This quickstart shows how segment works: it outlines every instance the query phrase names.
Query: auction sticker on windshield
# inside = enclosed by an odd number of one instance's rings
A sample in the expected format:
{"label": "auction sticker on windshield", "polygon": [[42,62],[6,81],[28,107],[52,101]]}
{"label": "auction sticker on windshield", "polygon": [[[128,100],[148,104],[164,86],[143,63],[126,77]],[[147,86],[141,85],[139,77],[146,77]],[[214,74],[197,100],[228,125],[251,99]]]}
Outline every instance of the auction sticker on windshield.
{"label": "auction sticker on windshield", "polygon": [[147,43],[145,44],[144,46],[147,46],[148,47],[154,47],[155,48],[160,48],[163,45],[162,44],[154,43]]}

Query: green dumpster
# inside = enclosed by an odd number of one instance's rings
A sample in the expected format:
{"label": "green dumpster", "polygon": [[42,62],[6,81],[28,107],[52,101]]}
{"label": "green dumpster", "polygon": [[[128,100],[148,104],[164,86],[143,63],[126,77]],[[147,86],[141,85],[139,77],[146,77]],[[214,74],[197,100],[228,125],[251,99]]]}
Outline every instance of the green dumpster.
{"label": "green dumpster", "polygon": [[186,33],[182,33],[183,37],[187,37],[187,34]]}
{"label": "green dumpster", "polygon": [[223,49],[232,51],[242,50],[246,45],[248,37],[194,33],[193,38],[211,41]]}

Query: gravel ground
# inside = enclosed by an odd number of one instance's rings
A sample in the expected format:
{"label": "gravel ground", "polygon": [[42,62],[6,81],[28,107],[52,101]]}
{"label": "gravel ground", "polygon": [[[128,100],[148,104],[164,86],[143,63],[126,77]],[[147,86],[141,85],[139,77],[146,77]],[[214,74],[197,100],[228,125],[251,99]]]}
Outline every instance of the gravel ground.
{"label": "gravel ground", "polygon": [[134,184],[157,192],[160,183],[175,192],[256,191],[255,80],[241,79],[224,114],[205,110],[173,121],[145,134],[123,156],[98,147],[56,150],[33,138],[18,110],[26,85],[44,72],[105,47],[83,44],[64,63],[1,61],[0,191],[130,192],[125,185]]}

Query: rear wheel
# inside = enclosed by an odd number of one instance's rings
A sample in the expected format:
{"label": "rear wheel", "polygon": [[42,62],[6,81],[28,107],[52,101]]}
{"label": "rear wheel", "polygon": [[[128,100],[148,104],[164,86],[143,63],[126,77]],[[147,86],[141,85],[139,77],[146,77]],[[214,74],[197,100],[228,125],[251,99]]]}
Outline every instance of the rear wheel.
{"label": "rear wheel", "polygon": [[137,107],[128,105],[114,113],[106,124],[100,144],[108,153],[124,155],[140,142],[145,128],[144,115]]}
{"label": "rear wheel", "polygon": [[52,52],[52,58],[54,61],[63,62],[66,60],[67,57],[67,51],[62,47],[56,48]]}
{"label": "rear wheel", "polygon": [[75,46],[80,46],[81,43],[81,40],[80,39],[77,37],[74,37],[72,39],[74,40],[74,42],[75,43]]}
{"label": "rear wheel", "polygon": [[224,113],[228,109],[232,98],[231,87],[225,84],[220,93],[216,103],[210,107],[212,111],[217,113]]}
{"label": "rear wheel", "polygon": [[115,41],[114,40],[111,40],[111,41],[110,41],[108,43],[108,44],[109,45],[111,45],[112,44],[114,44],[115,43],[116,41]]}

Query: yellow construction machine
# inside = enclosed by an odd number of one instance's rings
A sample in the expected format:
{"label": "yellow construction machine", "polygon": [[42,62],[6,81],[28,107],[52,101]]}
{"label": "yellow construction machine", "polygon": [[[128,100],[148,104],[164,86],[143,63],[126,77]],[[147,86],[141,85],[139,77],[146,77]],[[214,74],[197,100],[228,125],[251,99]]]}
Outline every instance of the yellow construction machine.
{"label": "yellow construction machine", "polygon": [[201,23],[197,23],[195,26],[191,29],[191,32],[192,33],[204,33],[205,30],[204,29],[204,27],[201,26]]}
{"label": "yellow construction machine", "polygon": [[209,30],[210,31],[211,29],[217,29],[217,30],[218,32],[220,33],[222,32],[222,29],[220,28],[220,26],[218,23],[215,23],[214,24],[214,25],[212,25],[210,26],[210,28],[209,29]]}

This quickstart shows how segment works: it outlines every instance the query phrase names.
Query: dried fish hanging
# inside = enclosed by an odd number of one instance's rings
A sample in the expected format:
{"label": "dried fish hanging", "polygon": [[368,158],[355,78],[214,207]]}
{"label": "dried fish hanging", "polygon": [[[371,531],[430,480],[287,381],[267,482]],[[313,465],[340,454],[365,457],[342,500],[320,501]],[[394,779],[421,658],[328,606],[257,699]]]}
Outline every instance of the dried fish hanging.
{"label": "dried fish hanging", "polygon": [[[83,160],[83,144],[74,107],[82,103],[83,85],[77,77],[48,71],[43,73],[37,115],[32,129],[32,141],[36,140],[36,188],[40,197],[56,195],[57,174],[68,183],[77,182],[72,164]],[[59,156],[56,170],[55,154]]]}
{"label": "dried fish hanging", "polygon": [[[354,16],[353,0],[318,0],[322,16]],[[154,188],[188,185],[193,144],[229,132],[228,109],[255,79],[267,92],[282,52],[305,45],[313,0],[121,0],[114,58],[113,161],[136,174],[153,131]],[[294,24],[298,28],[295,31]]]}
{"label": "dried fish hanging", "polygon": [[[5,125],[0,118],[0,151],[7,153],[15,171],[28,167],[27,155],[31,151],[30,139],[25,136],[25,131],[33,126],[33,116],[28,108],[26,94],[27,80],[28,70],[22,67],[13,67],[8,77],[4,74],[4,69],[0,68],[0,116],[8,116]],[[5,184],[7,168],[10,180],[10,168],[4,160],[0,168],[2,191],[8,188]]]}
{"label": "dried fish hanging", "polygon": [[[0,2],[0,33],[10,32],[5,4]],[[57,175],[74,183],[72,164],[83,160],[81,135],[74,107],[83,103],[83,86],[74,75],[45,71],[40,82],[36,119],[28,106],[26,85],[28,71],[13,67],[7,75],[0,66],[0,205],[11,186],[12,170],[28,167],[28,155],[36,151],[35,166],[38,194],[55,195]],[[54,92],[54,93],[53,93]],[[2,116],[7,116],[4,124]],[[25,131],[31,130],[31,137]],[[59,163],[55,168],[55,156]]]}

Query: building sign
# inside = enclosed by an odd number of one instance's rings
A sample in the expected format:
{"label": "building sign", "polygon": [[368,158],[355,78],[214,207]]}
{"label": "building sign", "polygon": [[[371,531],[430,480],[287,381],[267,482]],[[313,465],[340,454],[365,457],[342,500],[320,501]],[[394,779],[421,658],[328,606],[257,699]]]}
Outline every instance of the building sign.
------------------------------------------------------------------------
> [OBJECTIVE] Copy out every line of the items above without changing anything.

> [ANSWER IN FULL]
This quickstart shows how segment works: it outlines every instance the query phrase names.
Query: auction sticker on windshield
# inside = enclosed by an odd number of one instance's rings
A sample in the expected format:
{"label": "auction sticker on windshield", "polygon": [[42,62],[6,81],[28,107],[52,101]]}
{"label": "auction sticker on windshield", "polygon": [[[128,100],[148,104],[164,86],[143,63],[126,77]],[[147,86],[141,85],[139,77],[146,77]],[[214,74],[197,100],[228,125],[251,99]]]}
Outline every instance of the auction sticker on windshield.
{"label": "auction sticker on windshield", "polygon": [[147,43],[145,44],[144,46],[147,46],[148,47],[154,47],[155,48],[160,48],[163,45],[162,44],[154,43]]}

Query: green dumpster
# inside = enclosed by an odd number of one instance's rings
A sample in the expected format:
{"label": "green dumpster", "polygon": [[42,62],[6,81],[28,107],[52,101]]}
{"label": "green dumpster", "polygon": [[[128,100],[148,104],[164,86],[143,63],[126,77]],[[147,86],[141,85],[139,77],[146,77]],[[214,74],[197,100],[228,125],[251,99]]]}
Outline every instance of the green dumpster.
{"label": "green dumpster", "polygon": [[186,33],[182,33],[183,37],[187,37],[187,34]]}
{"label": "green dumpster", "polygon": [[223,49],[232,51],[242,50],[246,45],[248,37],[194,33],[193,38],[211,41]]}

Query: gravel ground
# inside = enclosed by an odd number of one instance's rings
A sample in the expected format:
{"label": "gravel ground", "polygon": [[42,62],[6,81],[28,107],[52,101]]}
{"label": "gravel ground", "polygon": [[[128,100],[148,104],[164,86],[143,63],[126,77]],[[147,86],[141,85],[139,77],[146,77]],[[214,74],[197,100],[228,125],[251,99]]]}
Outline every instance of the gravel ground.
{"label": "gravel ground", "polygon": [[134,184],[157,192],[160,183],[175,192],[256,191],[255,80],[241,79],[224,114],[205,110],[173,121],[145,134],[123,156],[98,147],[56,150],[33,138],[18,110],[26,85],[44,72],[105,47],[83,44],[64,63],[1,61],[0,191],[130,192],[125,185]]}

Query: rear wheel
# inside = enclosed by an odd number of one instance's rings
A sample in the expected format:
{"label": "rear wheel", "polygon": [[42,62],[6,81],[28,107],[52,101]]}
{"label": "rear wheel", "polygon": [[[128,100],[148,104],[164,86],[143,63],[126,77]],[[147,86],[141,85],[139,77],[146,77]],[[214,74],[197,100],[228,125],[251,99]]]}
Outline every instance of the rear wheel.
{"label": "rear wheel", "polygon": [[137,107],[128,105],[114,113],[106,124],[100,144],[108,153],[124,155],[140,142],[145,128],[144,115]]}
{"label": "rear wheel", "polygon": [[52,52],[52,58],[54,61],[63,62],[66,60],[67,57],[67,51],[62,47],[56,48]]}
{"label": "rear wheel", "polygon": [[75,46],[80,46],[81,43],[81,40],[80,39],[77,37],[74,37],[72,39],[74,40],[74,42],[75,43]]}
{"label": "rear wheel", "polygon": [[224,113],[228,109],[232,98],[231,87],[225,84],[220,93],[216,103],[210,107],[212,111],[217,113]]}
{"label": "rear wheel", "polygon": [[115,41],[114,40],[111,40],[111,41],[110,41],[108,43],[108,44],[109,45],[111,45],[112,44],[114,44],[115,43],[116,41]]}

Query: yellow construction machine
# inside = enclosed by an odd number of one instance's rings
A sample in the expected format:
{"label": "yellow construction machine", "polygon": [[42,62],[6,81],[28,107],[52,101]]}
{"label": "yellow construction machine", "polygon": [[[128,100],[148,104],[164,86],[143,63],[126,77]],[[147,86],[141,85],[139,77],[146,77]],[[214,74],[197,100],[228,125],[251,99]]]}
Outline every instance of the yellow construction machine.
{"label": "yellow construction machine", "polygon": [[201,23],[197,23],[195,26],[191,29],[191,32],[192,33],[204,33],[205,30],[204,29],[204,27],[201,26]]}
{"label": "yellow construction machine", "polygon": [[209,30],[210,31],[211,29],[217,29],[217,30],[218,32],[220,33],[222,32],[222,29],[220,28],[220,26],[218,23],[215,23],[214,24],[214,25],[212,25],[210,26],[210,28],[209,29]]}

This quickstart shows how segment works: it outlines every instance the query phrase names.
Query: dried fish hanging
# inside = enclosed by an odd number of one instance's rings
A sample in the expected format:
{"label": "dried fish hanging", "polygon": [[368,158],[355,78],[214,207]]}
{"label": "dried fish hanging", "polygon": [[[371,531],[430,480],[287,381],[267,482]],[[313,465],[340,454],[365,457],[342,500],[320,501]],[[394,779],[421,658],[328,606],[257,699]]]}
Outline every instance of the dried fish hanging.
{"label": "dried fish hanging", "polygon": [[[83,160],[83,144],[74,107],[82,103],[83,85],[77,77],[48,71],[43,73],[37,115],[32,129],[32,141],[36,140],[36,188],[40,197],[56,195],[57,174],[68,183],[77,182],[72,164]],[[59,156],[56,170],[55,154]]]}
{"label": "dried fish hanging", "polygon": [[[354,16],[353,0],[318,0],[322,16]],[[154,188],[188,185],[193,144],[229,132],[228,109],[255,79],[267,92],[282,52],[305,45],[313,0],[121,0],[114,58],[113,161],[136,174],[153,131]],[[294,24],[298,28],[295,31]]]}
{"label": "dried fish hanging", "polygon": [[[5,125],[0,118],[0,151],[7,153],[15,171],[28,167],[27,155],[31,151],[30,139],[25,136],[25,131],[33,126],[33,116],[28,108],[26,94],[27,80],[28,70],[22,67],[13,67],[8,77],[4,74],[4,69],[0,68],[0,116],[8,116]],[[5,184],[7,168],[10,180],[10,168],[4,160],[0,168],[2,191],[8,188]]]}
{"label": "dried fish hanging", "polygon": [[[0,2],[0,33],[10,32],[5,4]],[[57,175],[74,183],[72,164],[83,160],[81,135],[74,107],[83,103],[83,86],[74,75],[45,71],[40,82],[36,119],[28,106],[26,85],[28,71],[13,67],[7,75],[0,66],[0,205],[11,186],[12,170],[28,167],[28,155],[36,151],[35,166],[38,194],[55,195]],[[54,92],[54,93],[53,93]],[[2,116],[7,116],[4,124]],[[25,131],[31,130],[31,137]],[[59,163],[55,168],[55,156]]]}

Query: building sign
# inside = enclosed by an odd number of one instance's rings
A sample in the expected format:
{"label": "building sign", "polygon": [[368,158],[355,78],[214,207]]}
{"label": "building sign", "polygon": [[[371,531],[430,480],[287,381],[267,482]],[[313,465],[340,454],[365,457],[342,500],[320,501]],[[394,779],[421,658],[328,606],[257,699]]]}
Outline every instance of the building sign.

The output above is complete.